§ What the task asks
Name every city and country that the page text below, on learning from animal and plant viruses, mentions.

____ Page text

What Can We Learn From Animal and Plant Viruses?

The earthquake hit Christchurch, New Zealand around lunchtime. Although not as powerful as the one six months before, it caused more destruction, killing 185 people. The University of Canterbury, where I was working at the time, fortunately experienced no staff or student injuries and only minor damage to buildings. My lab had to close for four months and it was a critical time for our research. Fortunately, a collaborator, John Thomas, offered my research team and I an alternative for a month. Relocating our team and setting up a temporary lab in Brisbane, Australia was challenging, but many companies were extremely supportive, providing equipment and even lending us products. For example, Integrated DNA Technologies (IDT) quickly deployed a host of primers critical for completing our project on time — sending one set to my Christchurch home, duplicates to Brisbane, and a third set was waiting for me at the airport: all at no extra cost. This and other examples showed what a community could achieve together in the face of hardship, not unlike the more recent, global unison against the COVID-19 pandemic.

________
____ Dataset content

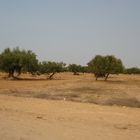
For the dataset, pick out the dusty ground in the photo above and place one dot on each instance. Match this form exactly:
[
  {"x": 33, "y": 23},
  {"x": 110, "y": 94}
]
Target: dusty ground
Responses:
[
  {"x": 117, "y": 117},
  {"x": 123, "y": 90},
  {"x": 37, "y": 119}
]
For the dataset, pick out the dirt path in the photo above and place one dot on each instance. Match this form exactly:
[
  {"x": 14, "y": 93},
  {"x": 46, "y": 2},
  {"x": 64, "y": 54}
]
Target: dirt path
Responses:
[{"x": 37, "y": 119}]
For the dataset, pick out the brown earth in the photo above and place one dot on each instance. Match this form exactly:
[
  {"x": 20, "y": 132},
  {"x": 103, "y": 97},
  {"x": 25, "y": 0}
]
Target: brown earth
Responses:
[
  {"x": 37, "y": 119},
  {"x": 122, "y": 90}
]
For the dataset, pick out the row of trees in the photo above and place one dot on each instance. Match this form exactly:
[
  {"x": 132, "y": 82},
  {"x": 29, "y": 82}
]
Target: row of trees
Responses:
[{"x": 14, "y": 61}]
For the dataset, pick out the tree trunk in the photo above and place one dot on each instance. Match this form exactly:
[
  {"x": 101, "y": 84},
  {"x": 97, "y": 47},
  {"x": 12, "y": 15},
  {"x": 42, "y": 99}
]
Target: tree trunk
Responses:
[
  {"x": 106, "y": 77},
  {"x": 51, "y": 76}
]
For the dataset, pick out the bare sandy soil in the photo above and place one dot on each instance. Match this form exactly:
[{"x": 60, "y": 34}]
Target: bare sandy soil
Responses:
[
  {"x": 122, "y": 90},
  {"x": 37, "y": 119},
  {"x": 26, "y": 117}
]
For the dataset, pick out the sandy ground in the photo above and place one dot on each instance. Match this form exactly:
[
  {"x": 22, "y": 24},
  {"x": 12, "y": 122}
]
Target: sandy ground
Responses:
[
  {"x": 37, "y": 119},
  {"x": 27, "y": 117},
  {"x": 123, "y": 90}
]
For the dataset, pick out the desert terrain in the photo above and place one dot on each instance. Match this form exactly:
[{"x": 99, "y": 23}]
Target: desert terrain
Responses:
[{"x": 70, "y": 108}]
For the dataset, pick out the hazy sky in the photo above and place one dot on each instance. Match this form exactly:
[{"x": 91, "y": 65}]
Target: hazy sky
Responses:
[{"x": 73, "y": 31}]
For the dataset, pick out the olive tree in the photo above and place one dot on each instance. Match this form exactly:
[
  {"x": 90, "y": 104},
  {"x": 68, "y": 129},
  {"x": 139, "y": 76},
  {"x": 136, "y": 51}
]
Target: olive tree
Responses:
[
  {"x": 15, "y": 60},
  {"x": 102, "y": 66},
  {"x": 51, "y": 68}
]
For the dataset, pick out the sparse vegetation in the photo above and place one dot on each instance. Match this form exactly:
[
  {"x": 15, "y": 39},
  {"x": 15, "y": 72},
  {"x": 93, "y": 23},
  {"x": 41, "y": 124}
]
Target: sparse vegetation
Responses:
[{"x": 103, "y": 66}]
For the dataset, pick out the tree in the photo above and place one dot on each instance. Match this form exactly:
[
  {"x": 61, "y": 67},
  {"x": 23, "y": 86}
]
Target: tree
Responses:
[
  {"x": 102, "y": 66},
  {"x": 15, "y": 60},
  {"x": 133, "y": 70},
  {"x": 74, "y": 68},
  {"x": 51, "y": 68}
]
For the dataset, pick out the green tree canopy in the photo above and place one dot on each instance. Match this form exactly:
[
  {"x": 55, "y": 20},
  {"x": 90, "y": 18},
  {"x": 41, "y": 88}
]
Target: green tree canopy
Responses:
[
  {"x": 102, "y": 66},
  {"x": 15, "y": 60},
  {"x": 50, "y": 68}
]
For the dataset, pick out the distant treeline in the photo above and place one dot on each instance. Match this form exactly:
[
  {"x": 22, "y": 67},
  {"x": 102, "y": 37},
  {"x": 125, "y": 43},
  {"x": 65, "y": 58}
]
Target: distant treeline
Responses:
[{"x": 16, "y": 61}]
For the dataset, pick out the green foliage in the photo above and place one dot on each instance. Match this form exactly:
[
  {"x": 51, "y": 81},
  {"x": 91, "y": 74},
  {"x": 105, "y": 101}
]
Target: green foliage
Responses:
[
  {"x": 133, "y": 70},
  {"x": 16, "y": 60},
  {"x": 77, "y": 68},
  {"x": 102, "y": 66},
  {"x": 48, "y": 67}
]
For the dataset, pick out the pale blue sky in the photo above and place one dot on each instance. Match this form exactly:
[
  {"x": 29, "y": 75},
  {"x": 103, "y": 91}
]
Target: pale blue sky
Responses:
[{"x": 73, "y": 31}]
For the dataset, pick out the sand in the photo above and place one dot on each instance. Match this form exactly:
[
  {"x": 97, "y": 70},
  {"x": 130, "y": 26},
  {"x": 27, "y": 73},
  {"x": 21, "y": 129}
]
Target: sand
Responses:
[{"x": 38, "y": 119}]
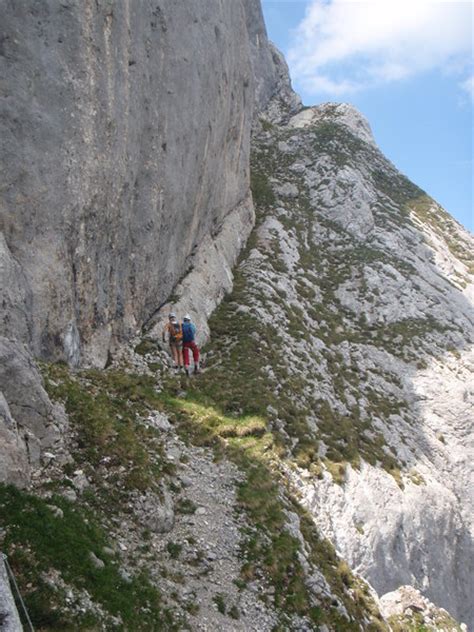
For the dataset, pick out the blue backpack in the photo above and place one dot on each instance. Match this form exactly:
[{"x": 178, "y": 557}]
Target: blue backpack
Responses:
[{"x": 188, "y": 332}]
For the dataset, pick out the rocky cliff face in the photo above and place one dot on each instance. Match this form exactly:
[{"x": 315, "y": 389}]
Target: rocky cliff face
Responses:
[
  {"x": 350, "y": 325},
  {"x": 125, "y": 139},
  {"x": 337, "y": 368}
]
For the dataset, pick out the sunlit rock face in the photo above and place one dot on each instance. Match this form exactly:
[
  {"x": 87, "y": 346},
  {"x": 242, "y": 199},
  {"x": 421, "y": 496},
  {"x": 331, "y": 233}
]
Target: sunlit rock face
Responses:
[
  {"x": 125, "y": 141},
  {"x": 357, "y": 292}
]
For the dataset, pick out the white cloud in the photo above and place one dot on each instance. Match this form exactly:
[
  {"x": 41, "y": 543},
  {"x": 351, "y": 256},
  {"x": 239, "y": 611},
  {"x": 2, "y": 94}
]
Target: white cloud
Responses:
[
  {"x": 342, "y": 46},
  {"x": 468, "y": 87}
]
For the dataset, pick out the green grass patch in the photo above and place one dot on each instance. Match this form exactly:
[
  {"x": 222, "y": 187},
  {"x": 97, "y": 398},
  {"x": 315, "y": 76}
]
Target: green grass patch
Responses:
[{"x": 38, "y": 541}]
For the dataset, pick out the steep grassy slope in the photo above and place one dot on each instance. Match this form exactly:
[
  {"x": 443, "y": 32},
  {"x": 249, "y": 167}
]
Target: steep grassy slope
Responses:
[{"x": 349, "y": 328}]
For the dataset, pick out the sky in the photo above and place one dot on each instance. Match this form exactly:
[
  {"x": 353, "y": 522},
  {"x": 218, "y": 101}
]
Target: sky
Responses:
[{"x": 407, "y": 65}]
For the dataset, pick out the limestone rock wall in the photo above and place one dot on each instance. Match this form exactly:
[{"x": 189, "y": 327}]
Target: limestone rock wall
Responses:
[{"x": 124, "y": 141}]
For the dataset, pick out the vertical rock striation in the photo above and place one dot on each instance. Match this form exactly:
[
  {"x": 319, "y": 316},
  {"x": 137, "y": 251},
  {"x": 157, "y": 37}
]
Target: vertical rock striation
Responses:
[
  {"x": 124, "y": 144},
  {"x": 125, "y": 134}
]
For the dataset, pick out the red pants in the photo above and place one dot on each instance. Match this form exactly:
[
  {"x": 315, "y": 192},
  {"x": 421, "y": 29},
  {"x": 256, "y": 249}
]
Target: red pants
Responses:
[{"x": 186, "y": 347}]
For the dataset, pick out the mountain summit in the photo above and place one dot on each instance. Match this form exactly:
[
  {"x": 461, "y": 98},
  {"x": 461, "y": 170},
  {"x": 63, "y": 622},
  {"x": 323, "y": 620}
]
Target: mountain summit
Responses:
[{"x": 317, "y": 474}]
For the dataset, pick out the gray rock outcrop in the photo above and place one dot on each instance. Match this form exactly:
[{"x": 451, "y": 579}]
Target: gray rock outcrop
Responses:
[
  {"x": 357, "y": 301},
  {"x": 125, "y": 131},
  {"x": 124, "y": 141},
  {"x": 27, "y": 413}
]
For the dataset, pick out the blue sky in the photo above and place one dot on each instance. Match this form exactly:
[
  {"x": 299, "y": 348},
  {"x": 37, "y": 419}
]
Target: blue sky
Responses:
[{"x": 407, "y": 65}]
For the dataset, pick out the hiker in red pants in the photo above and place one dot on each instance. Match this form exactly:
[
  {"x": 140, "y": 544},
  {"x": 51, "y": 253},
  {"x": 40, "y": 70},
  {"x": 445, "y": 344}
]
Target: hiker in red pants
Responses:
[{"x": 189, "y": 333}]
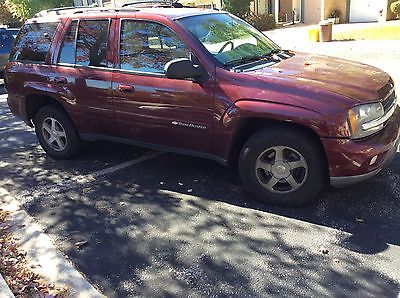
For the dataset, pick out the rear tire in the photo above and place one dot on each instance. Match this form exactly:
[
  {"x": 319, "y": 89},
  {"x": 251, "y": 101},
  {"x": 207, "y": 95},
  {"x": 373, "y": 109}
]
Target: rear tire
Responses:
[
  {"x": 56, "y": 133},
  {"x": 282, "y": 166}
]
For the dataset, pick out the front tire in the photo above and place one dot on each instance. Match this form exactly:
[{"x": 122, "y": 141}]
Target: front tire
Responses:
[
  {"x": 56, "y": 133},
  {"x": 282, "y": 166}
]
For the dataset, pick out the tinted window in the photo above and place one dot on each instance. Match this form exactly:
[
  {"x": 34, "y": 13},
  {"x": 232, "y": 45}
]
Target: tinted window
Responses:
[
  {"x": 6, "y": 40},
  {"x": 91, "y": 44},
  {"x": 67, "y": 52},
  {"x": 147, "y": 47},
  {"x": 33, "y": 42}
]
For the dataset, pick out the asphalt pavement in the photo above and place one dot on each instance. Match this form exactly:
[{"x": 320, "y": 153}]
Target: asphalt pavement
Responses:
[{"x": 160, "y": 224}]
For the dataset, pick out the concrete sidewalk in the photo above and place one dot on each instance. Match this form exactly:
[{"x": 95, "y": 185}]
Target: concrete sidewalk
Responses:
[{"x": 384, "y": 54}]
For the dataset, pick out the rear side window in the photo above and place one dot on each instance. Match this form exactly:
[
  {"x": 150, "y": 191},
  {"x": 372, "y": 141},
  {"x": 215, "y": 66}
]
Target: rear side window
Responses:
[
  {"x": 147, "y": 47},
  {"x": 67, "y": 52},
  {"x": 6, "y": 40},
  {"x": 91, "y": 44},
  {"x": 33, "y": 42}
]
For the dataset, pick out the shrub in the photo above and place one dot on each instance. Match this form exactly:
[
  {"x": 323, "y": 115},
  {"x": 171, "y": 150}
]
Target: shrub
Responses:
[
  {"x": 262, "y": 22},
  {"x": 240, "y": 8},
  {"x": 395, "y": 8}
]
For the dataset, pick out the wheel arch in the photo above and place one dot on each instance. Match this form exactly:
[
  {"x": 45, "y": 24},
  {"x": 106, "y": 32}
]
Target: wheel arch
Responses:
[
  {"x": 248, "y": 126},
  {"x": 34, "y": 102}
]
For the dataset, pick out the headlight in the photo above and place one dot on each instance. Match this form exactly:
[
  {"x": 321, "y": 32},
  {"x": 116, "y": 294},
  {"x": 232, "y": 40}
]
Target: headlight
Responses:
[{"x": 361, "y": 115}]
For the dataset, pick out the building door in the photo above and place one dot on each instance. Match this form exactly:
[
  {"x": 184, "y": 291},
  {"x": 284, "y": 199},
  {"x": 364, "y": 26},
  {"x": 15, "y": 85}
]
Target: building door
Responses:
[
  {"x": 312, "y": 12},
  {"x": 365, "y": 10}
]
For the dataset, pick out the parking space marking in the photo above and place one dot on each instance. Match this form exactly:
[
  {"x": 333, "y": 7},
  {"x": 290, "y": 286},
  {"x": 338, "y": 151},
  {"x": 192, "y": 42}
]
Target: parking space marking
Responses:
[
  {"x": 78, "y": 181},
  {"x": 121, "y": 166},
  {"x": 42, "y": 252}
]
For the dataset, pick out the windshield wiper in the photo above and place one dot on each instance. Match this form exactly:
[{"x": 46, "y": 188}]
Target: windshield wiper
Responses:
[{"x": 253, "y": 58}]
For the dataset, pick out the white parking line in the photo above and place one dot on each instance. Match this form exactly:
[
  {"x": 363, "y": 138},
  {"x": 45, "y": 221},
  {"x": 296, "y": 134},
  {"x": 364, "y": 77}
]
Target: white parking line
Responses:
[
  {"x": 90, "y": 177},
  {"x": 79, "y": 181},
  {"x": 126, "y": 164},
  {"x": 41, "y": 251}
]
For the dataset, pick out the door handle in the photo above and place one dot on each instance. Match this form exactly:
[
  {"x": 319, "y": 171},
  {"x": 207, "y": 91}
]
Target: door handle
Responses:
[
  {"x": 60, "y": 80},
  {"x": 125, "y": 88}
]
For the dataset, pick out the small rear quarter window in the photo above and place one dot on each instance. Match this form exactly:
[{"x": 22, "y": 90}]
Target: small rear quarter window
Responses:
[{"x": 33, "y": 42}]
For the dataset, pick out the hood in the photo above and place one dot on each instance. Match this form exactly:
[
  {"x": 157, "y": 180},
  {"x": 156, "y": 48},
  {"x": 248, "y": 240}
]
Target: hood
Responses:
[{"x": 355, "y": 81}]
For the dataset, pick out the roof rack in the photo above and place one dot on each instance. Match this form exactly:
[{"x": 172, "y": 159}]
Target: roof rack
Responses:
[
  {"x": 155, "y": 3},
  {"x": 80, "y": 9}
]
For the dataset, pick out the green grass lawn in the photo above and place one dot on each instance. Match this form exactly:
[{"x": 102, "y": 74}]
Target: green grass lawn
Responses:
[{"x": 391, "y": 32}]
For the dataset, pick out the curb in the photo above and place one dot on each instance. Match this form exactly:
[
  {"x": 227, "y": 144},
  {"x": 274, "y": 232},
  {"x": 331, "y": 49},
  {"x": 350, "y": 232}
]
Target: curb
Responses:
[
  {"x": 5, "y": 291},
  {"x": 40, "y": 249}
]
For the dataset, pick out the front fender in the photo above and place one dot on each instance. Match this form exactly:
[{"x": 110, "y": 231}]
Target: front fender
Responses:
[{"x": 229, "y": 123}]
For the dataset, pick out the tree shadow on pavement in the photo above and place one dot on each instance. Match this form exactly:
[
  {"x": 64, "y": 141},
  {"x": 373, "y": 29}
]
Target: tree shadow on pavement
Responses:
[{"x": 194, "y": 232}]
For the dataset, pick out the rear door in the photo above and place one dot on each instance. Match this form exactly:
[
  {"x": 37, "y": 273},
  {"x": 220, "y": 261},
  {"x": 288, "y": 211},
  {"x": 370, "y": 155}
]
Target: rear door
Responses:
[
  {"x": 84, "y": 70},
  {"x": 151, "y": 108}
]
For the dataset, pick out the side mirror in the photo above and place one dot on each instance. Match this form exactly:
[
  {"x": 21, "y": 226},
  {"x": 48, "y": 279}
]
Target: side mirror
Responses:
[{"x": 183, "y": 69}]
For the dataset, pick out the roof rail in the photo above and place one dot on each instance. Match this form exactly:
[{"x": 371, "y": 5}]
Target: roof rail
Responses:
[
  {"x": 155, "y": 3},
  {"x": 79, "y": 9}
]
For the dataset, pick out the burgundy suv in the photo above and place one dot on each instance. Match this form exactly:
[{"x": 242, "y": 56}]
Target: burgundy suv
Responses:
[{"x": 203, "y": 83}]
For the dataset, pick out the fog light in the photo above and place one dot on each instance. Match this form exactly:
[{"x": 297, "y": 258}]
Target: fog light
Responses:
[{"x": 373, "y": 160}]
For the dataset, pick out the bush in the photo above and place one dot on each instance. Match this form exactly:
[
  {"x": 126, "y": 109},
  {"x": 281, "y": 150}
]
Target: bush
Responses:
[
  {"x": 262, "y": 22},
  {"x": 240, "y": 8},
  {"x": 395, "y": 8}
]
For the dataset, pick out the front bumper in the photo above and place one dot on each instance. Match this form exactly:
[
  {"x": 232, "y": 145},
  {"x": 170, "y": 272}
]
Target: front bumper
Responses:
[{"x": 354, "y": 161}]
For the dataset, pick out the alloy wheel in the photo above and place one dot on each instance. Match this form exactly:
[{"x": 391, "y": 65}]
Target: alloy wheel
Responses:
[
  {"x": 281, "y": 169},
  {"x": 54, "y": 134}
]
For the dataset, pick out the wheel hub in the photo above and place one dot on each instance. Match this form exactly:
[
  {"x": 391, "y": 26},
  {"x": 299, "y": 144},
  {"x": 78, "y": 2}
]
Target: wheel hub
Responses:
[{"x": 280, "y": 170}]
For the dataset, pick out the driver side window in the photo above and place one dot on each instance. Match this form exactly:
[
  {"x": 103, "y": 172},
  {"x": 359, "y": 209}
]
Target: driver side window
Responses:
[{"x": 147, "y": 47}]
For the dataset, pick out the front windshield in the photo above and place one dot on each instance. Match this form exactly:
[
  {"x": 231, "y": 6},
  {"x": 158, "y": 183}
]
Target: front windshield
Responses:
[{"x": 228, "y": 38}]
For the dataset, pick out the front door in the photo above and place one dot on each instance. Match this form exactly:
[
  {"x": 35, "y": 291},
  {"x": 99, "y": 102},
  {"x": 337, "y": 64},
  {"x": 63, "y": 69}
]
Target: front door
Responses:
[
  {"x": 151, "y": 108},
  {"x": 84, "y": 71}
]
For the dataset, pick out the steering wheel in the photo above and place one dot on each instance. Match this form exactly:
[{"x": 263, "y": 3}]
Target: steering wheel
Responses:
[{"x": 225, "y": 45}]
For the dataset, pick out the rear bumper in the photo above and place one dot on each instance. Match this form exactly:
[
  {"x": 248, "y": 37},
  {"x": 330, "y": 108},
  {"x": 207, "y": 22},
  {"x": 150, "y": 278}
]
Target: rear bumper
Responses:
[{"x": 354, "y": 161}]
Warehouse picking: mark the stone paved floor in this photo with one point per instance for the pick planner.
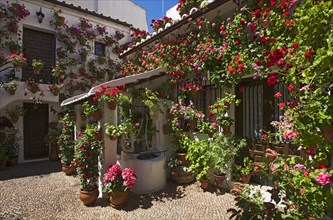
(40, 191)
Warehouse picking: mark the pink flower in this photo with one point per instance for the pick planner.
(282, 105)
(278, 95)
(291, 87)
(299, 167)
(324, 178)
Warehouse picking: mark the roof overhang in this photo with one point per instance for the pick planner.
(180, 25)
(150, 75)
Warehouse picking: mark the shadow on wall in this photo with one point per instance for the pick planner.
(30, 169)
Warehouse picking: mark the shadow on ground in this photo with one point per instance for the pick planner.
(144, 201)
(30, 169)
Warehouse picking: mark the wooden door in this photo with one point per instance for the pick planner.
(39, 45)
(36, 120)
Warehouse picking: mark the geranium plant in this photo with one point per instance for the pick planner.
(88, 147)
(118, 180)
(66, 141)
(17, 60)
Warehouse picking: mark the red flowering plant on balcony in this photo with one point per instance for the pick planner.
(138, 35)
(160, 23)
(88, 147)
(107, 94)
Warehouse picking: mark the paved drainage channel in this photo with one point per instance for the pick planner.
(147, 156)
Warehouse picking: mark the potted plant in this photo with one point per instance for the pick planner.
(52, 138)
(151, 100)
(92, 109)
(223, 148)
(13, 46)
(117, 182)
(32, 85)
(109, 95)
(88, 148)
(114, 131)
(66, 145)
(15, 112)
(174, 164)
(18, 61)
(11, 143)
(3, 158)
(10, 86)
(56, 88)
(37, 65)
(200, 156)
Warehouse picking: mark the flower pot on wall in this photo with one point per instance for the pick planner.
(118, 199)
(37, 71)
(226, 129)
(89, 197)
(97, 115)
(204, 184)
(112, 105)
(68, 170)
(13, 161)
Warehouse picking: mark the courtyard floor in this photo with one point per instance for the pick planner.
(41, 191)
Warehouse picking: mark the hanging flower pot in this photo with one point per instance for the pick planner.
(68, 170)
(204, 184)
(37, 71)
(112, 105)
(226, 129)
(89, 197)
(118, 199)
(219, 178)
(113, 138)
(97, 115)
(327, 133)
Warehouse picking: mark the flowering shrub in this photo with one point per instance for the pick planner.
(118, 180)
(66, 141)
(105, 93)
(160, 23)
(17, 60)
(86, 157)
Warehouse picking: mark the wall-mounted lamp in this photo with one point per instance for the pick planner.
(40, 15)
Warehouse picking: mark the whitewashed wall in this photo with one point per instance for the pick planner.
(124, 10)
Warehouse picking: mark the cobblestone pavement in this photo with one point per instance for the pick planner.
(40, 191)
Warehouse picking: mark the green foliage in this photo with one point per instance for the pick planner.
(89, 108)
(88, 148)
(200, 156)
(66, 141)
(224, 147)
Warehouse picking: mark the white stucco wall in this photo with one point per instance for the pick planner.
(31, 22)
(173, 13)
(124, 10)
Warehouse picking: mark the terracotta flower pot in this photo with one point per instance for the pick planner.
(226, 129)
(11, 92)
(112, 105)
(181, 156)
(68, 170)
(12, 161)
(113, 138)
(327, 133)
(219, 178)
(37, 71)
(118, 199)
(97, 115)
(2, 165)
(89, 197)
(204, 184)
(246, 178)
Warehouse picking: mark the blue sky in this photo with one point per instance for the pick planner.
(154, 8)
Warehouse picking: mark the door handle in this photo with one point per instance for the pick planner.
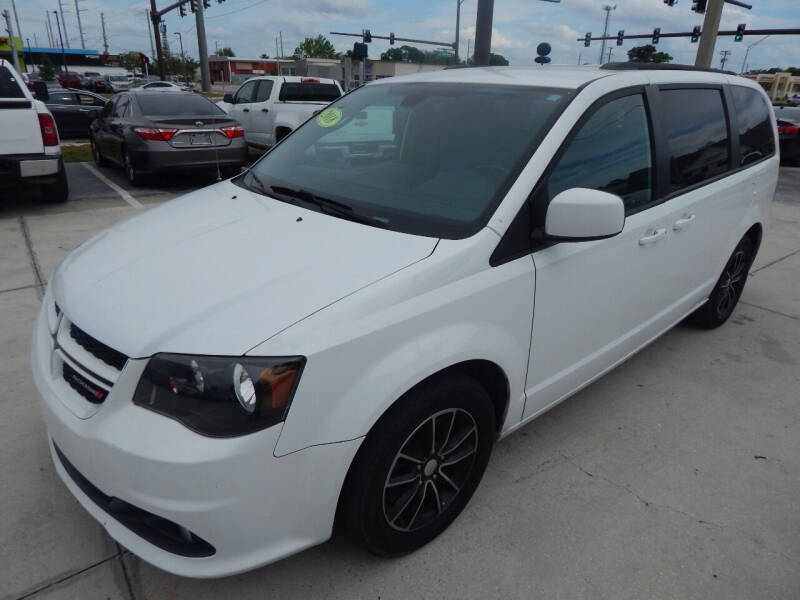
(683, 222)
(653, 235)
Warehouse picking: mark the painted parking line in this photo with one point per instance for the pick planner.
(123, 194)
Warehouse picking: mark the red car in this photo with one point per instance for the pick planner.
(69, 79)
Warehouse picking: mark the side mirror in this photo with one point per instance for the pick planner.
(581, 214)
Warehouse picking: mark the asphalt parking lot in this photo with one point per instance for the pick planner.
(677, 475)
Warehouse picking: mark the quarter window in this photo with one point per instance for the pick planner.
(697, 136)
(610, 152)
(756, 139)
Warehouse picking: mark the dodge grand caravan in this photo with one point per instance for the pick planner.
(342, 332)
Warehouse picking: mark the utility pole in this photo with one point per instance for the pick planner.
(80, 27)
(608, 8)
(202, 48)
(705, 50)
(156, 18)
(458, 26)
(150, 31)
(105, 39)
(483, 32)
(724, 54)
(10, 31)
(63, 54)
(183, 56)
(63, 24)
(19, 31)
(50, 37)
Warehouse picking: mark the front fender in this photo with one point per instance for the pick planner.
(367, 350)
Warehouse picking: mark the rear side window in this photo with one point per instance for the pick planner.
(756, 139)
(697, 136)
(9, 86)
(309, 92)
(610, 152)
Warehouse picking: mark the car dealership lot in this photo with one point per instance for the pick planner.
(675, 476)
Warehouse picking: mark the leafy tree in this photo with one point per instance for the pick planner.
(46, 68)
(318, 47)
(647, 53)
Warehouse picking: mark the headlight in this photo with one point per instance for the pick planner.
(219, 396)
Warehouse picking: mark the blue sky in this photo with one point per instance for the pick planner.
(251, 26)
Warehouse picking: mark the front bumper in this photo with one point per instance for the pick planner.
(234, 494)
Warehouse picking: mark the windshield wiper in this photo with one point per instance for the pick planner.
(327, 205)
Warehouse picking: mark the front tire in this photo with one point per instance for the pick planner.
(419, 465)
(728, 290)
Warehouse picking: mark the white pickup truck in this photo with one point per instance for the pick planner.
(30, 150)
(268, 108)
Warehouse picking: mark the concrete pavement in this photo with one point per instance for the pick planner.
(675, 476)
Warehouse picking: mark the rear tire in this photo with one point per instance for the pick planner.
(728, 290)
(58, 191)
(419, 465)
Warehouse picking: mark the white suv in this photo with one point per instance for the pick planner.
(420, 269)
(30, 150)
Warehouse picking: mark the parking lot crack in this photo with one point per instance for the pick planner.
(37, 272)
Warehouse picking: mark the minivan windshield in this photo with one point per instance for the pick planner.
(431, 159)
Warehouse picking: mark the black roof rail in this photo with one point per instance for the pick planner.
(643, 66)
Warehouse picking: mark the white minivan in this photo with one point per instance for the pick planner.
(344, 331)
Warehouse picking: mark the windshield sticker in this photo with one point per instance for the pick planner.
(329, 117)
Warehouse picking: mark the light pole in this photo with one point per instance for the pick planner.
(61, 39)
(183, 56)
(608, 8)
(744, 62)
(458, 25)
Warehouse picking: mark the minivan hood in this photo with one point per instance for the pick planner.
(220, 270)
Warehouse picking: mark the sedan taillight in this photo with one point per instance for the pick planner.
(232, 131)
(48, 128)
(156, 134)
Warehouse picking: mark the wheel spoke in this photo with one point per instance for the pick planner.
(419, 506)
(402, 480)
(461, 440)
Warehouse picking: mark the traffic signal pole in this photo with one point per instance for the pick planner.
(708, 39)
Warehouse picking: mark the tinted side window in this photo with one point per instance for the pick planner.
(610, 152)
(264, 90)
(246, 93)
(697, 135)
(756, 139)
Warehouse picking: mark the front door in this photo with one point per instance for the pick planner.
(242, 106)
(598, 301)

________

§ Exercise answer
Christchurch, New Zealand, Brisbane, Australia